__Exercise passage__:
Airport accessibility soars with no UK airports ranking ‘poor’ for second year running
A new report from the Civil Aviation Authority (CAA) has found that substantial progress has been made in making airports more accessible for disabled people and passengers with reduced mobility across the UK.
Introduced five years ago, the CAA’s accessibility framework ranks airports on their performance for passengers requiring assistance. The framework was the first of its kind globally and has overseen millions of pounds of investment made by airports toward improving people’s experiences.
According to the regulator’s latest findings, for the second year in a row, no UK airport has been ranked as ‘poor’ for its accessibility services.
Additionally, the CAA reports significant achievements have been made by airports across the UK over the past five years, with improvements made at Manchester Airport in particular. The airport switched from a ‘poor’ rating in 2018 to a ‘good’ rating this year after agreeing on improvements with the Civil Aviation Authority.
This year’s report, which covers the period from 1 April 2019 to 31 March 2020, also shows that 15 airports have been classified as ‘very good’, with a further 13 classified as ‘good’.
Three airports are listed as requiring improvements. The CAA says this is due to the robustness of how the data was collected during reporting rather than as a result of direct concerns over assistance services at these airports.
Commenting on the new report, Gemma Hope, Director of Policy for Leonard Cheshire, said: “We’re pleased to see the latest CAA report showing continued positive progress in airport accessibility, with only a small number of airports needing improvements.

__Required actions__:
• 1. In the airport accessibility article, what period does this year's CAA report cover?
• 2. Which accessibility ratings for airports does the airport accessibility article mention? List every one.
The listing after this point is separate material, unrelated to the airport accessibility article.

__Data extract__:
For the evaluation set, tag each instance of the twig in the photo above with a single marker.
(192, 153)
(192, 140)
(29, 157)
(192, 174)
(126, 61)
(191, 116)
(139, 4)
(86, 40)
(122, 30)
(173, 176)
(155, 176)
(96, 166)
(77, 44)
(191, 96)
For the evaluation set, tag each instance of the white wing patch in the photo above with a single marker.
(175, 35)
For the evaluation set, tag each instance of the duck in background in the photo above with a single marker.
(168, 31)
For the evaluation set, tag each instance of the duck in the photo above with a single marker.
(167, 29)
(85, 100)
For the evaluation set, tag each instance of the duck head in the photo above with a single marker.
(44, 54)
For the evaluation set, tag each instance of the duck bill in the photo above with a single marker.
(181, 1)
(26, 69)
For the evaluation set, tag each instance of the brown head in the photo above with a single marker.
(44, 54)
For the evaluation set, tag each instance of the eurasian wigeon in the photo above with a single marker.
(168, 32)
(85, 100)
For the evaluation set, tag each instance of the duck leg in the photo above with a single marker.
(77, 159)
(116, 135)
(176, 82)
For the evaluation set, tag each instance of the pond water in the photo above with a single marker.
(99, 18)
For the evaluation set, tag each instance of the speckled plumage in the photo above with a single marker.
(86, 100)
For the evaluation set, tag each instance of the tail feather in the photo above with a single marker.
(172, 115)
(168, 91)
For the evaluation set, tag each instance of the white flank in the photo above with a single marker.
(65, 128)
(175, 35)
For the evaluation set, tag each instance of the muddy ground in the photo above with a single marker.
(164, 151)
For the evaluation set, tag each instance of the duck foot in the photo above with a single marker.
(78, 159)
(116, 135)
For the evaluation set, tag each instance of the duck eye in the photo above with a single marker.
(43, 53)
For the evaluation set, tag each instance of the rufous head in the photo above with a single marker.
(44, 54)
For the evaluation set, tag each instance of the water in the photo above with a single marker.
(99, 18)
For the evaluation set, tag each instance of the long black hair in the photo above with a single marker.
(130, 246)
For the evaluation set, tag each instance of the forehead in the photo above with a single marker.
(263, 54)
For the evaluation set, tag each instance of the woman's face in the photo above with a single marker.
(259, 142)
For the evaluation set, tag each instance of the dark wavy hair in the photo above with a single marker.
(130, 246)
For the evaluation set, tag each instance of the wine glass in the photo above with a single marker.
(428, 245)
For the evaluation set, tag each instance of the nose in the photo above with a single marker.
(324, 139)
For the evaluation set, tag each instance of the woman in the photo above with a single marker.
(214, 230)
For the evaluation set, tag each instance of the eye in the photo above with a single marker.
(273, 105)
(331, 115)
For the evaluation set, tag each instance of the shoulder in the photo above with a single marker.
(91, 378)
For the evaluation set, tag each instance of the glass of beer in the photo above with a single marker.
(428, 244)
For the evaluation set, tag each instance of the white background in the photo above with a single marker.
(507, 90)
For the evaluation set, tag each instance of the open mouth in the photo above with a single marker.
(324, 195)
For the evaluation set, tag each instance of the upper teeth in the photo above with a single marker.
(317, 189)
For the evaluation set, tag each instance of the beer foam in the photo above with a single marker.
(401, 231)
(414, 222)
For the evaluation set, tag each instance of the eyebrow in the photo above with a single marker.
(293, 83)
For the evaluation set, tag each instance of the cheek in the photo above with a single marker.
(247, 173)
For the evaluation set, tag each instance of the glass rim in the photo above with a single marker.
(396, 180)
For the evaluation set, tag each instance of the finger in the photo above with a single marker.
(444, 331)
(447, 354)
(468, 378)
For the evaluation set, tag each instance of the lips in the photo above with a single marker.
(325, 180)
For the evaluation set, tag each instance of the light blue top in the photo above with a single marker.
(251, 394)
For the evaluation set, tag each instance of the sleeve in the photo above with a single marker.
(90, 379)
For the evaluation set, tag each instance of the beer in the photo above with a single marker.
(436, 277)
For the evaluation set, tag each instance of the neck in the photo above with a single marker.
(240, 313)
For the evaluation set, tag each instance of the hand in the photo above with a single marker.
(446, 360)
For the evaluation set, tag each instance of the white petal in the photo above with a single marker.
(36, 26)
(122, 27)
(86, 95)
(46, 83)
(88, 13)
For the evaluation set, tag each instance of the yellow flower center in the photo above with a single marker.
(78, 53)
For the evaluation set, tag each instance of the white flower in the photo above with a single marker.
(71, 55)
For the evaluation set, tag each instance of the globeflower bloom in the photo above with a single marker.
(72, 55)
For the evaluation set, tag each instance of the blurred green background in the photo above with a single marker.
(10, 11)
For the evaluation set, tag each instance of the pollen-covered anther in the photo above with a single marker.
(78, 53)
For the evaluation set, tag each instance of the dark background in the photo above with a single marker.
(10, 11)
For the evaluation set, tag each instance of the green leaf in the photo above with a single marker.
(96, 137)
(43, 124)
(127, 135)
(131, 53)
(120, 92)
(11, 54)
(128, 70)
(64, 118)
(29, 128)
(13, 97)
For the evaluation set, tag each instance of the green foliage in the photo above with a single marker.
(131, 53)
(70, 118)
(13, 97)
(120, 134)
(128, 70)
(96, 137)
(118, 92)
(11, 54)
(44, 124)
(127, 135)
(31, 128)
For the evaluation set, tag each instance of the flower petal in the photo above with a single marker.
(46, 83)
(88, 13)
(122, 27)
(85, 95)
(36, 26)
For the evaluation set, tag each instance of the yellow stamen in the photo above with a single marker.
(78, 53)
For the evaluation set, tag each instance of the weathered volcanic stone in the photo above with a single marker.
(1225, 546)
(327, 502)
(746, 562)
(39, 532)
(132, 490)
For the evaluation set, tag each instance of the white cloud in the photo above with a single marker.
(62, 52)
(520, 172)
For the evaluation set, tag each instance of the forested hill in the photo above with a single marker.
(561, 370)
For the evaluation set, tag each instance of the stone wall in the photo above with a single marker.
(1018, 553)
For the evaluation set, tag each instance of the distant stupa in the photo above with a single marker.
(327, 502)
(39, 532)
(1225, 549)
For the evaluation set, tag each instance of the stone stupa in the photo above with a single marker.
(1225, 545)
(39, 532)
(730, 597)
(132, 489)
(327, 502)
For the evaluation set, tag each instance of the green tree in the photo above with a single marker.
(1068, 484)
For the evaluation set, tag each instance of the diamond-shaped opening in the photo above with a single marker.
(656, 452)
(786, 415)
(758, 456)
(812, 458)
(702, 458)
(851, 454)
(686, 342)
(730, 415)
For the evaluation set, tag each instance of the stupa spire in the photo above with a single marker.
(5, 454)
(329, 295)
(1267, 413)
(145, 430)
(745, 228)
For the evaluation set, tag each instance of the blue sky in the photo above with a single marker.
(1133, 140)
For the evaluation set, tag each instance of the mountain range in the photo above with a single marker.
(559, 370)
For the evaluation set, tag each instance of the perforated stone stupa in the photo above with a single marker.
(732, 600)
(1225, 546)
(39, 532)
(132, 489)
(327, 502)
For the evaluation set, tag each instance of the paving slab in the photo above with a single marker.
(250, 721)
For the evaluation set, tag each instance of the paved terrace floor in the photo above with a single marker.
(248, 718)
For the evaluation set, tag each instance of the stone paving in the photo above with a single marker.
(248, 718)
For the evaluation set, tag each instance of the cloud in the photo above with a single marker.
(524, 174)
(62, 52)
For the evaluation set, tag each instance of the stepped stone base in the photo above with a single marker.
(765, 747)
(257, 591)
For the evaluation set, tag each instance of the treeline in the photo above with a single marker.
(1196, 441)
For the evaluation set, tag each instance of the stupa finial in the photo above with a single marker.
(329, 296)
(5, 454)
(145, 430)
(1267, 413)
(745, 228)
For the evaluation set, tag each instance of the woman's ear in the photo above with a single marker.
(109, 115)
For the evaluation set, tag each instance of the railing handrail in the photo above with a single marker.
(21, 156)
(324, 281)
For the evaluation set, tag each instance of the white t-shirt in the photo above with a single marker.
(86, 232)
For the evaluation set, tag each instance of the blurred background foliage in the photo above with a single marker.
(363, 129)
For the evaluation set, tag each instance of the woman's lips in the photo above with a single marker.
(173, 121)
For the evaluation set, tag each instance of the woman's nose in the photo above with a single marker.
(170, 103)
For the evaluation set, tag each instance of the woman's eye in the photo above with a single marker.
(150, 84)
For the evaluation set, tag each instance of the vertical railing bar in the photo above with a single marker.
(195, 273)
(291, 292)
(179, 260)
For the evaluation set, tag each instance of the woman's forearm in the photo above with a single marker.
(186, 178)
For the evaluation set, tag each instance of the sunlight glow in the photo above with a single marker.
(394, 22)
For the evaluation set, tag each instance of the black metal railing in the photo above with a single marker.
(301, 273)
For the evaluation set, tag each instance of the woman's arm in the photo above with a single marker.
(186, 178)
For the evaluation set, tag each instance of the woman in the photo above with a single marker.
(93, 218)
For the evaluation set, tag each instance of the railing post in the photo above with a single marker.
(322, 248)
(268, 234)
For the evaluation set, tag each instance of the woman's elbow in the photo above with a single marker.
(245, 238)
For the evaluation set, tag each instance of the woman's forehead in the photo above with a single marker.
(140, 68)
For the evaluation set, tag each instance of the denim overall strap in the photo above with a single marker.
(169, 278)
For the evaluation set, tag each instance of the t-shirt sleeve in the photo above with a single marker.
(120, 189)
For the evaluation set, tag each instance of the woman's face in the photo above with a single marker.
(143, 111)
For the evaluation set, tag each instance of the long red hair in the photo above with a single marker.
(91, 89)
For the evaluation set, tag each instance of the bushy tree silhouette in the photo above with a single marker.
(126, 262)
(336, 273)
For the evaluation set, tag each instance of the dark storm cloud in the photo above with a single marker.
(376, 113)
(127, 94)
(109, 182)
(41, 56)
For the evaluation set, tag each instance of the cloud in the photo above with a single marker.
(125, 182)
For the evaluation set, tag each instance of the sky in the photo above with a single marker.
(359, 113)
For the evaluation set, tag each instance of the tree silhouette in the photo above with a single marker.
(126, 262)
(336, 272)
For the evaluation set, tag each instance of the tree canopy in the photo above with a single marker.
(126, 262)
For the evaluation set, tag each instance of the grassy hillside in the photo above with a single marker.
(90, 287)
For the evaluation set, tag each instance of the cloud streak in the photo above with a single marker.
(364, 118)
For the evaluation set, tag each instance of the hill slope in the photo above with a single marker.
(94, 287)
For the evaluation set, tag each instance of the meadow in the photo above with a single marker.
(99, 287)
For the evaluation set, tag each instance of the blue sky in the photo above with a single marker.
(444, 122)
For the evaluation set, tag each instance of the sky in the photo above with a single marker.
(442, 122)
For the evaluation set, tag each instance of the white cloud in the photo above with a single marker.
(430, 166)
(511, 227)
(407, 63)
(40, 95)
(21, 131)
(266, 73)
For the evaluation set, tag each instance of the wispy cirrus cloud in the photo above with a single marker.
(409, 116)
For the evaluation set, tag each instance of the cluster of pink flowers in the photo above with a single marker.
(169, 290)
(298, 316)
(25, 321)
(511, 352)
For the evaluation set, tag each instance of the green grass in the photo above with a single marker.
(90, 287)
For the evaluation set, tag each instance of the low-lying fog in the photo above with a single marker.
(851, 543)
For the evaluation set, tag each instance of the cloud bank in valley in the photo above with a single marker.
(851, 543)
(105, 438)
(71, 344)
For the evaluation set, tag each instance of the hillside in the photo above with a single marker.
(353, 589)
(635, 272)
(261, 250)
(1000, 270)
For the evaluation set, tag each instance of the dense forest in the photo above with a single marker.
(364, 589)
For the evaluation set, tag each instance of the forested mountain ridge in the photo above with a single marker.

__Responses per task__:
• 1. From 1 April 2019 to 31 March 2020.

• 2.
- Poor
- Good
- Very good
- Requiring improvements